== Exercise requirements ==
Repeat every line below exactly as it reads.

== The data ==
• • • • •

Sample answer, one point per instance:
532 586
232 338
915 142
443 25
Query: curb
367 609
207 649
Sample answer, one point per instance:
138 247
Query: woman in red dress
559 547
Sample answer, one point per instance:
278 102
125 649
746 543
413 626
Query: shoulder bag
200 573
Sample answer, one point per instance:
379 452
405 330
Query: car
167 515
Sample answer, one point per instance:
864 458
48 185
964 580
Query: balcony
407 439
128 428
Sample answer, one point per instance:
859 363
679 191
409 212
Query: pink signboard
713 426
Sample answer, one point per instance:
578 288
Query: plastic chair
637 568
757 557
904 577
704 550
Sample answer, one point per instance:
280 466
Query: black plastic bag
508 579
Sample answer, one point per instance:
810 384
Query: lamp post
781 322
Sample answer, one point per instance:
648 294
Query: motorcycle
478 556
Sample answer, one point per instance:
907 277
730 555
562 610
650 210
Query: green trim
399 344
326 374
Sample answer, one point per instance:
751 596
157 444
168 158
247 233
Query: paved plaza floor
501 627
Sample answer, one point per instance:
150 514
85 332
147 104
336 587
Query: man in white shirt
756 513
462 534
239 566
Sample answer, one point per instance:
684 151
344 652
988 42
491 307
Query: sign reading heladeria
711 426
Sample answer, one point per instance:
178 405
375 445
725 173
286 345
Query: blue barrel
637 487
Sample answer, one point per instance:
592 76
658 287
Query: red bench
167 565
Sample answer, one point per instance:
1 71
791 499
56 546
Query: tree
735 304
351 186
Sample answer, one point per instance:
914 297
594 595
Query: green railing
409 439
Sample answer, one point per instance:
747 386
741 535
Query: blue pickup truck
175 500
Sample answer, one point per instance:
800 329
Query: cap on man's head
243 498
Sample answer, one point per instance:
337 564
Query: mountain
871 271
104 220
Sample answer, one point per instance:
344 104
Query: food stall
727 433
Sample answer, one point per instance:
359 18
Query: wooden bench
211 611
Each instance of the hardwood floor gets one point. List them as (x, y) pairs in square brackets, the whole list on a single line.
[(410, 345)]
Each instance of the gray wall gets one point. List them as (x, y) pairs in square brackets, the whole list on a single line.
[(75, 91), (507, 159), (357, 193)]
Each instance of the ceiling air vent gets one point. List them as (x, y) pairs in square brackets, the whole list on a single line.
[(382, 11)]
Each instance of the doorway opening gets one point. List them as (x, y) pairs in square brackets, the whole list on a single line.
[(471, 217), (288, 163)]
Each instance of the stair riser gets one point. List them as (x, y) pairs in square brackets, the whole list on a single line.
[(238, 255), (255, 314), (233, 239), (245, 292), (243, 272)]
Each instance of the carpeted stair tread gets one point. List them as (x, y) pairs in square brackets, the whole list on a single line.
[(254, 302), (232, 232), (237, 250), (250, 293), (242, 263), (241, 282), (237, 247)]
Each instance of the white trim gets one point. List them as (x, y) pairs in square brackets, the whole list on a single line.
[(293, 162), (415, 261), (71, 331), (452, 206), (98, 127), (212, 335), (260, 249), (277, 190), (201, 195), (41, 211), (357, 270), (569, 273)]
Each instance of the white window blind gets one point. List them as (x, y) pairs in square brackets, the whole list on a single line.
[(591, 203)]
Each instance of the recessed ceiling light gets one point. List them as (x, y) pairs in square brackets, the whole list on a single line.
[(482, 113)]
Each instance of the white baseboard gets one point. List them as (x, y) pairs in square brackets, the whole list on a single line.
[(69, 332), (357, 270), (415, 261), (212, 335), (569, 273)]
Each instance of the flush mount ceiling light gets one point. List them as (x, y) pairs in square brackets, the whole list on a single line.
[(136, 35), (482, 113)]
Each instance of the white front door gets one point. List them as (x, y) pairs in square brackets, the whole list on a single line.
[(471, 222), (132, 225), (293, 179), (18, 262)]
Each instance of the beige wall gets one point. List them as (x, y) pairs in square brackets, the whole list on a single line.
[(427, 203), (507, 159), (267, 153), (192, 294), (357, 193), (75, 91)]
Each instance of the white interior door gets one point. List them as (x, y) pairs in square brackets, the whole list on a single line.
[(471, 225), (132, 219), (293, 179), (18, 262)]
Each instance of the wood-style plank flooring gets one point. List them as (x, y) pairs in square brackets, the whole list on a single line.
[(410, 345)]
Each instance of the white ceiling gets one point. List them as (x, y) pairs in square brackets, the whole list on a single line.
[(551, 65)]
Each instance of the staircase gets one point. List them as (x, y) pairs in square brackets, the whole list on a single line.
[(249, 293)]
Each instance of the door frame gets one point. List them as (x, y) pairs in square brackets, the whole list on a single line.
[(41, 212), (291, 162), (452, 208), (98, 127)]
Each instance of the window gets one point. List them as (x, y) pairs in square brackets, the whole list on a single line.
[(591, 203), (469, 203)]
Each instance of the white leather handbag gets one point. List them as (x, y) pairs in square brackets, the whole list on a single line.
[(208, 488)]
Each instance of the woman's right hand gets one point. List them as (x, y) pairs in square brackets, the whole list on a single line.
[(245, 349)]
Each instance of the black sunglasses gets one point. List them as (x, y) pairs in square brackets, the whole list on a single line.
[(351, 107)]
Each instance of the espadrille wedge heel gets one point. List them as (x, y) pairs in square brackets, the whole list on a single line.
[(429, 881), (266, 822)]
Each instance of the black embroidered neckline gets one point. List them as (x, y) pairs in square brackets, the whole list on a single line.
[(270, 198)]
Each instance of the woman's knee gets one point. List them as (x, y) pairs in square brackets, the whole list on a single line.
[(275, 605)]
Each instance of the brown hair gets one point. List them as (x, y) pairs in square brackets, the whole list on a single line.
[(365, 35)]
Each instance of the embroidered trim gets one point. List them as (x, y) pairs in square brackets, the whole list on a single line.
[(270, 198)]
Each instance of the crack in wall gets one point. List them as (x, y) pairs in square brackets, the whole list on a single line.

• • • • •

== Expected answer ==
Sample answer, one point per instance:
532 586
232 338
915 142
443 25
Query: curb
367 609
207 649
Sample answer, one point per instance:
138 247
Query: woman in red dress
559 547
Sample answer, one point per instance:
278 102
125 649
746 543
413 626
Query: shoulder bag
200 573
Sample answer, one point per instance:
379 452
405 330
Query: car
167 515
Sample answer, one point per instance:
864 458
48 185
964 580
Query: balcony
407 439
128 428
Sample answer, one point per instance:
859 363
679 191
409 212
Query: pink signboard
713 426
Sample answer, one point per instance:
578 288
Query: plastic chair
637 568
757 557
904 577
704 550
Sample answer, one point per instance:
280 466
Query: black plastic bag
508 579
Sample answer, one point per instance:
810 384
Query: lamp post
781 322
Sample answer, one point per instance:
648 294
Query: motorcycle
478 556
Sample answer, one point per instance:
907 277
730 555
562 610
650 210
Query: green trim
399 344
326 374
Sample answer, one point per instance:
751 596
157 444
168 158
247 233
Query: paved plaza floor
501 627
Sample answer, one point per instance:
150 514
85 332
147 104
336 587
Query: man in white shirt
756 513
462 534
239 566
Sample answer, one point per instance:
684 151
344 652
988 42
491 307
Query: sign reading heladeria
711 426
Sample answer, one point per instance:
178 405
375 445
725 173
286 345
Query: blue barrel
637 487
Sample answer, one point per instance:
592 76
658 287
Query: red bench
167 565
Sample answer, one point per instance:
1 71
791 499
56 546
Query: tree
735 304
351 186
Sample answer, one point per instance:
914 297
594 595
Query: green railing
409 439
Sample answer, one point per instance:
747 386
741 535
Query: blue pickup truck
175 500
Sample answer, one point per instance:
800 329
Query: cap on man's head
243 498
Sample answer, one point per instance:
337 564
Query: mountain
871 271
104 220
Sample answer, one point per instance:
344 104
Query: food stall
727 433
Sample answer, one point per instance:
359 18
Query: wooden bench
211 611
Each instance of the hardwood floor gets one point. List them as (x, y) pairs in square brackets, the whole list on a single line.
[(410, 345)]
Each instance of the gray wall gets one point. List them as (x, y) pairs in square brackets, the whole list on a single line.
[(75, 91), (507, 159), (357, 193)]
Each instance of the ceiling air vent gets one point. List them as (x, y) pairs in square brackets, the whole list on a single line.
[(382, 11)]
Each instance of the doorway opening gets one point. List them as (x, y) pairs in square brackets, the whole list on a single line.
[(471, 217), (288, 163)]
Each instance of the stair riser gets one point. List them as (x, y) pairs in square brackets, the whole list on a single line.
[(238, 255), (255, 314), (233, 239), (245, 292), (243, 272)]
Each instance of the carpeted stair tread gets one point. List them as (x, y) pairs in square brackets, the whole list on a single line.
[(254, 302), (232, 232), (237, 250), (250, 293), (242, 263), (241, 282), (237, 247)]
Each instance of the white trim gets one point. List them as (x, y) pairs in square brackets, the whole list on a single line.
[(293, 162), (415, 261), (71, 331), (452, 206), (98, 127), (212, 335), (260, 249), (277, 190), (201, 195), (41, 211), (357, 270), (569, 273)]
Each instance of the white window blind gets one point. List them as (x, y) pairs in square brackets, the whole list on a single line.
[(591, 203)]
Each instance of the recessed ceiling light gets one point. List them as (x, y) pairs in square brackets, the whole list on a single line.
[(482, 113)]
Each instance of the white baseboard gets one point. List them as (x, y) pairs in square brackets, the whole list on a single line.
[(69, 332), (357, 270), (415, 261), (212, 335), (569, 273)]
Each instance of the flush mount ceiling light gets one point. List them as (x, y) pairs in square brackets, the whole list on a single line.
[(136, 35), (482, 113)]
Each instance of the white front door gets one point. List them as (x, y) pairs in square brackets, the whole list on a single line.
[(471, 222), (132, 225), (293, 179), (18, 262)]
Each instance of the beige wall gets one point. List them as (x, y) pairs in square brackets, the whole list on a single line.
[(427, 203), (507, 159), (267, 153), (192, 294), (357, 193), (75, 91)]
Each instance of the white interior door gets one point. List them as (x, y) pairs in square brackets, the whole list on a single line.
[(471, 225), (132, 219), (293, 179), (18, 262)]
Each instance of the wood-style plank flooring gets one point. List them as (x, y) pairs in square brackets, the whole list on a single line.
[(410, 345)]
Each instance of the white ceiling gets one point. List them as (x, y) pairs in square brackets, the whole list on a single line.
[(551, 65)]
Each instance of the staircase gets one point. List them as (x, y) pairs in square brackets, the whole list on a single line.
[(249, 293)]
Each instance of the door frame gets one point. List them as (x, y) pairs in square brackets, the whole list on a single line.
[(41, 212), (291, 162), (452, 208), (98, 127)]
Each instance of the window gets one point. List them as (x, y) pairs in square brackets, the whole list on a single line.
[(591, 203), (469, 203)]
Each instance of the white leather handbag gets one point. List them as (x, y) pairs in square brackets, the whole list on a single line.
[(208, 488)]
Each instance of the woman's right hand gets one point. List them as (x, y) pairs in square brackets, the whole list on a single line.
[(245, 349)]
Each instance of the black sunglasses gets one point. List them as (x, y) pairs in square brackets, the whole list on a single line.
[(351, 107)]
Each instance of the espadrille wedge heel gets one point. List them as (x, y) pairs in square brackets, the whole list on a single line.
[(429, 881), (266, 822)]
Each instance of the black embroidered neckline gets one point. List them as (x, y) pairs in square brackets, the whole list on a single line.
[(270, 198)]
Each instance of the woman's knee gets one point. List them as (x, y) pairs in square brackets, the whole list on a single line.
[(275, 605)]
Each instance of the brown hair gets one point. List them as (x, y) pairs in square brackets, the whole list on a single line.
[(365, 35)]
Each instance of the embroidered trim gets one point. List them as (x, y) pairs in square brackets, the whole list on a single line.
[(270, 198)]
Each instance of the crack in wall gets one point. List them as (x, y) pairs in square brackets, the whole list on a single line.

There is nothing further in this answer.